SET OF TASKS:
A: According to the passage on Giardia nuclei, how many chromosomes does each nucleus of the G. intestinalis trophozoite have?
B: State whether each statement agrees with the passage on Giardia nuclei, and quote the words that decide it: (i) The two nuclei sit in the posterior portion of the cell. (ii) The outer nuclear membrane is continuous with the ER membrane. (iii) The nuclear lamina is formed by filamentous proteins of the outer nuclear membrane.
C: Resume the passage on Giardia nuclei after its last sentence and continue its account.

EXERCISE TEXT:
One of the most intriguing features of G. intestinalis trophozoite is the presence of two nuclei with mirror symmetry (Figures 1, 2a and b, 5a). The nuclei are spherical or oval and symmetrically placed in the anterior portion of the cell (Figures 1, 2a and b, 8). Both nuclei are equivalent; they have the same amount of chromosomes, 2n = 10, and show a great homology when the nucleotide sequences are compared [30].

Figure 5.

Nuclei of G. intestinalis. Transmission electron microscopy (a, c and d) and freeze-fractured (figure b) images in non-encysting cells (a and b) and under process of encystation (c and d). (a) Both nuclei are similar in size; basal bodies and axonemes are just between the nuclei. (b) Pore complexes (arrowheads) similar in size and shape, with annular substructures. (c) In early stages of encystation (10 h) a nascent ESV (arrow) is close to nuclear envelope. (d) After 21 h of encystation the ESVs are closer to the peripheral vesicles (asterisks) and plasma membrane. N, nuclei; VD, ventral disc; ESV, encystation specific vesicle. (figure a: from Benchimol [35]; figure b: from Benchimol [34]; figures c and d: Midlej V, De Souza W and Benchimol, unpublished).

An inner and an outer membrane compose the nuclear envelope of higher eukaryote cells. The outer membrane is continuous with the ER membrane, which presents ribosomes engaged in protein synthesis. The inner nuclear membrane contains, in addition to the trilaminar membrane, filamentous proteins that form the nuclear lamina, which provides structural support for this membrane. The nuclear envelope of all eukaryotes is perforated by elaborated structures known as nuclear pore complexes [31].

INFORMATION SUPPLIED:
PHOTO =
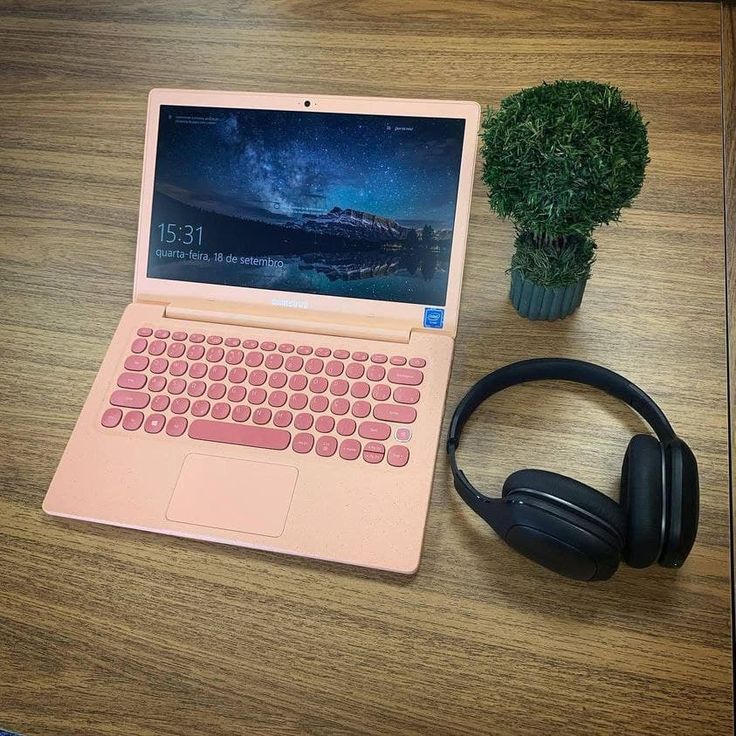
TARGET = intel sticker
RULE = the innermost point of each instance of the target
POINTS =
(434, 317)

---

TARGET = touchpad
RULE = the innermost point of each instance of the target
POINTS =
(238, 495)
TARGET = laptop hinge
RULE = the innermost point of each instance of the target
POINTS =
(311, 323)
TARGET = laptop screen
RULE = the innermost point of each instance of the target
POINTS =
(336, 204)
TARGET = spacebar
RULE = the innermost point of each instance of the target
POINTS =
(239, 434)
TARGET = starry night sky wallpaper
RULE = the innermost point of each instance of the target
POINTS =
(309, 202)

WRITTEN ANSWERS:
A: Each nucleus has 2n = 10 chromosomes.

B:
(i) No: "symmetrically placed in the anterior portion of the cell"
(ii) Yes: "The outer membrane is continuous with the ER membrane"
(iii) No: "The inner nuclear membrane contains, in addition to the trilaminar membrane, filamentous proteins that form the nuclear lamina"

C:
The Giardia’s nuclear envelope displays different profiles, such as blebs in the outer nuclear membrane envelope. This structure could correspond to the formation of vesicles from the endoplasmic reticulum that forms the outer nuclear membrane (Figure 5) [32]. Close proximity areas exist between the two nuclear membranes that become parallel but are distinct from the diaphragms found in nuclear envelopes of the eukaryotic cells [33]. Interestingly, the parasite pore complex distribution and clustering is different in each nucleus. Giardia nuclei are not identical; they seem to be either in different phases of chromosome condensation or they have different metabolic activity. Dividing nuclei displayed very few pore complexes, which is a characteristic of low metabolic activity and/or low nucleus-cytoplasm transport. The pore complexes in G. intestinalis are very uniform in size and shape, and they contain annular substructures (Figure 5b) that are similar to those of higher eukaryotic cells [33].

The parasite mitosis is not similar to other organisms, presenting different characteristics: (1) the nuclear envelope does not fragment completely during mitosis, leaving open places on the nuclei poles. This type of division is named semi-open mitosis, because only the nuclear poles are open. The spindle microtubules penetrate into the nuclei by these open poles. (2) Each nucleus moves to the central portion of the parasite, and one of them is located in the dorsal region and another in the ventral region and (3) the spindle is observed in the telophase [34]. Moreover, the parasite does not synchronize the nuclei division, and thus it is possible to find cells with three or four nuclei [35]. During the encystation process, the parasite mitosis still occurs; this is similar to what happens in the trophozoite vegetative form [36]. The nuclear division starts in the initial stages of encystation process through a semi-open mitosis. Bridges that originate by the nuclear membrane fusion connect the parental daughter nuclei. This interconnection between the nuclei remains intact while the parasite is in the cyst form; this is a characteristic of this stage in the Giardia life cycle [36].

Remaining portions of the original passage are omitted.